[[ Data supplied open ]]

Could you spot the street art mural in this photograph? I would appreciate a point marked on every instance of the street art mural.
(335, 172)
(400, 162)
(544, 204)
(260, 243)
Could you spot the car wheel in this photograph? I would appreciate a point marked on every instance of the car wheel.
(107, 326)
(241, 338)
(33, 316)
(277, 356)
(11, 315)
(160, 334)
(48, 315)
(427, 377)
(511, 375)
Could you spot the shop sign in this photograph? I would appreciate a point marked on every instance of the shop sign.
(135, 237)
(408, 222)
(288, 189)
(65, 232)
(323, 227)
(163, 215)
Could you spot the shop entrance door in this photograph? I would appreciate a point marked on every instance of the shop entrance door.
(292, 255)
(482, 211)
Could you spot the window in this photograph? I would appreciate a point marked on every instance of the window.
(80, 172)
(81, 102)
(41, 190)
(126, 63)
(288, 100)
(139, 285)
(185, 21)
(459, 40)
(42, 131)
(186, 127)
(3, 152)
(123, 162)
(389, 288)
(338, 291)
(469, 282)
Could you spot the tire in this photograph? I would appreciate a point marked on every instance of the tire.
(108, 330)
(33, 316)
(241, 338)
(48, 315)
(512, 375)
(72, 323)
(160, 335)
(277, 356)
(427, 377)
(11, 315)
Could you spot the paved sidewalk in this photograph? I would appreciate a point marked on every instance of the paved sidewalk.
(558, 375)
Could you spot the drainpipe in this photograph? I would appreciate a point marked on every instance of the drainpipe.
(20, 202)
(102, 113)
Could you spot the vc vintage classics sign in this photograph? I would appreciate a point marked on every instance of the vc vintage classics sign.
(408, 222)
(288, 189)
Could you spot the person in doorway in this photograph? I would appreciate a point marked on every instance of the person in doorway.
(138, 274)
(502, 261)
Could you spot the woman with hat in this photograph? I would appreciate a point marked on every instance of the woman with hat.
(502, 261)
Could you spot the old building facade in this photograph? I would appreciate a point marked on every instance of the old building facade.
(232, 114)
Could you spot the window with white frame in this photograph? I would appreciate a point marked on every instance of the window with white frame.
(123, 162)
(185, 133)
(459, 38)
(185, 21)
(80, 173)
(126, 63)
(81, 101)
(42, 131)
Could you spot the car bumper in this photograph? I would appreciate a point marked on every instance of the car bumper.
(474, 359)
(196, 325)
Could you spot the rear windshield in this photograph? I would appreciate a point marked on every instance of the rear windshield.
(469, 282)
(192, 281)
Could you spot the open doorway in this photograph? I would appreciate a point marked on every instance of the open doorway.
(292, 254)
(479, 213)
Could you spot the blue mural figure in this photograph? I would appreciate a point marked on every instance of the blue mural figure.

[[ Data supplied closed ]]

Assigned task
Retype the entries. Every line must match exactly.

Response to the task
Could you spot the street art mural in this photograph? I would appreciate a point marked on every instance of the street art mural.
(335, 172)
(400, 162)
(544, 204)
(260, 243)
Could you spot the car wheel in this photograph? I would appreciate a point marked on every instance of the car wheel.
(107, 326)
(241, 338)
(33, 316)
(277, 356)
(11, 315)
(160, 334)
(48, 315)
(427, 377)
(511, 375)
Could you spot the shop sign in this photograph? I would appreciate a point marked on every instance of the shop sign.
(135, 237)
(408, 222)
(288, 189)
(65, 232)
(323, 227)
(163, 215)
Could you spot the shop entrance door in this photograph? I would appreciate a point marked on every instance of the shop entrance door.
(292, 255)
(482, 211)
Could you spot the window in this photograph? I would appreciate a point marked on every instance of the window.
(80, 172)
(81, 102)
(41, 190)
(126, 63)
(288, 100)
(139, 285)
(185, 21)
(459, 40)
(42, 131)
(186, 127)
(3, 152)
(123, 162)
(389, 288)
(338, 291)
(469, 282)
Could you spot the tire in this photograph? I would appreciate a point marked on every instance of the tire.
(108, 330)
(33, 316)
(241, 338)
(48, 315)
(512, 375)
(72, 323)
(160, 335)
(277, 356)
(427, 377)
(11, 315)
Could you spot the paved sidewalk in this photograph? I would appreciate a point marked on every instance of the paved sidewalk.
(558, 375)
Could you spot the drainpipe in this photograph? I would appreciate a point marked on every instance of the drainpipe.
(20, 202)
(102, 113)
Could you spot the vc vintage classics sign in this photograph? I would appreciate a point marked on every instance of the vc vintage classics sign.
(408, 222)
(288, 189)
Could you spot the person in doorway in this photograph? I would appreciate a point marked on every instance of the person in doorway.
(138, 274)
(502, 261)
Could you spot the woman with hat in this photograph? I would appreciate a point marked on every instance of the woman with hat.
(502, 261)
Could you spot the old building facade in this photograph? I would appreciate a point marked on every instance of the old building facade.
(232, 114)
Could you spot the window with white frame in this photograph? I would appreciate a point marked on every instance of the window with white frame.
(123, 162)
(185, 133)
(459, 38)
(185, 21)
(80, 173)
(126, 63)
(81, 101)
(42, 131)
Could you spot the car bumper in this photograph? I would appreciate a point marked on every instance of the car bumper.
(474, 359)
(196, 325)
Could you spot the rear windshield in this photograph? I would appreciate a point marked on every instance of the rear windshield.
(469, 282)
(192, 281)
Could you spot the open doorway in this photograph? I would appreciate a point marked on every instance of the open doorway.
(292, 254)
(479, 213)
Could you spot the blue mural figure in this photograph? I would appreciate a point marked on every instance of the blue mural figure.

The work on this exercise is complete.